There's a few things going on in this request:

  1. The number of shards is set to 1 and replicas to 0. Relevancy scores are calculated *per shard,*meaning that an index composed of several shards distributed across multiple nodes within an Elasticsearch cluster can yield different relevancy scores for documents within each individual shard, when compared to the relevancy score that may be calculated when looking at the entire corpus of documents. In practice, with an even distribution of documents amongst shards, differences in relevancy scores across shards tend to diminish. For the purposes of this example, and likely for 100,000 small documents as stated in the question, a single shard will be enough. If search throughput and redundancy is needed, this can be achieved by adding replicas.
  2. A custom analyzer, exact_icecream, is created and will be used to find exact matches. We want to perform a little normalization on the input to
    1. convert & to the word and using a character filter
    2. remove apostrophes using a character filter
    3. tokenize the input as one term using the keyword tokenizer
    4. lowercase the term
    5. replace incorrect spelling jerries with jerrys. The pattern_replace token filter uses optional word boundaries in the regular expression for jerries because it's used as a token filter on terms that may contain the word "jerries" as in the exact_icecream analyzer, or the entire term is the word "jerries", as in the following standard_icecream analyzer
  3. A custom analyzer, standard_icecream, is created and will be used for analysis on the description field. This uses the standard tokenizer to tokenize the input into terms, then will
    1. lowercase terms
    2. replace incorrect spelling "jerries" with "jerrys"
    3. add synonyms for "choc" and "chocolate"
  4. Map the IceCream type using automapping, then override the inferred mapping for description to
    1. disable norms
    2. use the standard_icecream analyzer on the description field
    3. map the description field as a multi-field with a text sub-field, exact, that also disables norms will use the exact_icecream analyzer

The index request sent ends up as

PUT http://localhost:9200/icecreams 
{
  "settings": {
    "index.number_of_replicas": 0,
    "analysis": {
      "analyzer": {
        "exact_icecream": {
          "type": "custom",
          "char_filter": [
            "convert_ampersand",
            "remove_apostrophes"
          ],
          "filter": [
            "lowercase",
            "jerrys"
          ],
          "tokenizer": "keyword"
        },
        "standard_icecream": {
          "type": "custom",
          "char_filter": [
            "remove_apostrophes"

▶ **Required work**
a) From the Elasticsearch index passage, list each normalization step that the exact_icecream analyzer applies to its input.
b) Answer these questions from the Elasticsearch index passage:
(i) To what number is the shard count set?
(ii) Which tokenizer does the standard_icecream analyzer use?
(iii) What is the name of the text sub-field mapped on the description field?

▶ **Stored rows**
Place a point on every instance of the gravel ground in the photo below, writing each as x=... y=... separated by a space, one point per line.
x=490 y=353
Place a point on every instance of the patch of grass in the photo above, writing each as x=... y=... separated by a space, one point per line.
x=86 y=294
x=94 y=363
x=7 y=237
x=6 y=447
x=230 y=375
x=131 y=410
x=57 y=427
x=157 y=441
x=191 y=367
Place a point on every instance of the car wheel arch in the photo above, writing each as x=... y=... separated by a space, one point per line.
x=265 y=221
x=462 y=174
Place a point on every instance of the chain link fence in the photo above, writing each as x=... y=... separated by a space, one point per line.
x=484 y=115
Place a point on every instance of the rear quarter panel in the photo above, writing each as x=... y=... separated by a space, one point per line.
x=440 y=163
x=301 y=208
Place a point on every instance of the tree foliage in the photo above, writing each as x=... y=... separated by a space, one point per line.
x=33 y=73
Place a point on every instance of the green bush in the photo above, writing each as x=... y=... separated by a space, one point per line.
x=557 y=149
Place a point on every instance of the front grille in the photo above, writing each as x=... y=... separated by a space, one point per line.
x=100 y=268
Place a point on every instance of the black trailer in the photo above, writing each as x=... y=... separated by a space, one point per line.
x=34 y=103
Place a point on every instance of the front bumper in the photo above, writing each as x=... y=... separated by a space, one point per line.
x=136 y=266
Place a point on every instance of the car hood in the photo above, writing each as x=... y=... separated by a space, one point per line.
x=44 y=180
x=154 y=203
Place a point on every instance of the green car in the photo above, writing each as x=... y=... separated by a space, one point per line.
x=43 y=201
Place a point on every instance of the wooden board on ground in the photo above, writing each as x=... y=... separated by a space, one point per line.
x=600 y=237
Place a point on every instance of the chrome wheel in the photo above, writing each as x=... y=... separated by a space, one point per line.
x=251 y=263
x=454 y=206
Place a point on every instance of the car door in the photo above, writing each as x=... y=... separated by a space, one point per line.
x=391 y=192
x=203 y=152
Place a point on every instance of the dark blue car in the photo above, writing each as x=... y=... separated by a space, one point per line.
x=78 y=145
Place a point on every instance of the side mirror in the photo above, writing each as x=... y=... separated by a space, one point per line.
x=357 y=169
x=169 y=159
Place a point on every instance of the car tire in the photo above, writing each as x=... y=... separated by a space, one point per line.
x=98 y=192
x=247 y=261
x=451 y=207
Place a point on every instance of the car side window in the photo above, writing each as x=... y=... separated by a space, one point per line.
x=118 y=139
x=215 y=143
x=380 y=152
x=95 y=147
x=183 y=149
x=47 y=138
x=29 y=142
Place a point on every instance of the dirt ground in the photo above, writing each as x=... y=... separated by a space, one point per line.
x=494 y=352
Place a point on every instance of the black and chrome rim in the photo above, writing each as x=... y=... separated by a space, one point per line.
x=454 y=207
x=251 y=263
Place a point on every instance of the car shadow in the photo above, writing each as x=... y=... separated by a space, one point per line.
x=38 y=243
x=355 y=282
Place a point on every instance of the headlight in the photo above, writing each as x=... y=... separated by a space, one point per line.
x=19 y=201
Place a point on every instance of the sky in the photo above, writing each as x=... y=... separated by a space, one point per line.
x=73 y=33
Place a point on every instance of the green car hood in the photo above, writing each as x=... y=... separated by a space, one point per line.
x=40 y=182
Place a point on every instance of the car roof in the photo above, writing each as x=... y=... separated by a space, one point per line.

▶ **Expected outputs**
a)
1. Convert & to the word "and" using a character filter
2. Remove apostrophes using a character filter
3. Tokenize the input as one term using the keyword tokenizer
4. Lowercase the term
5. Replace the incorrect spelling "jerries" with "jerrys"

b)
(i) 1
(ii) The standard tokenizer
(iii) exact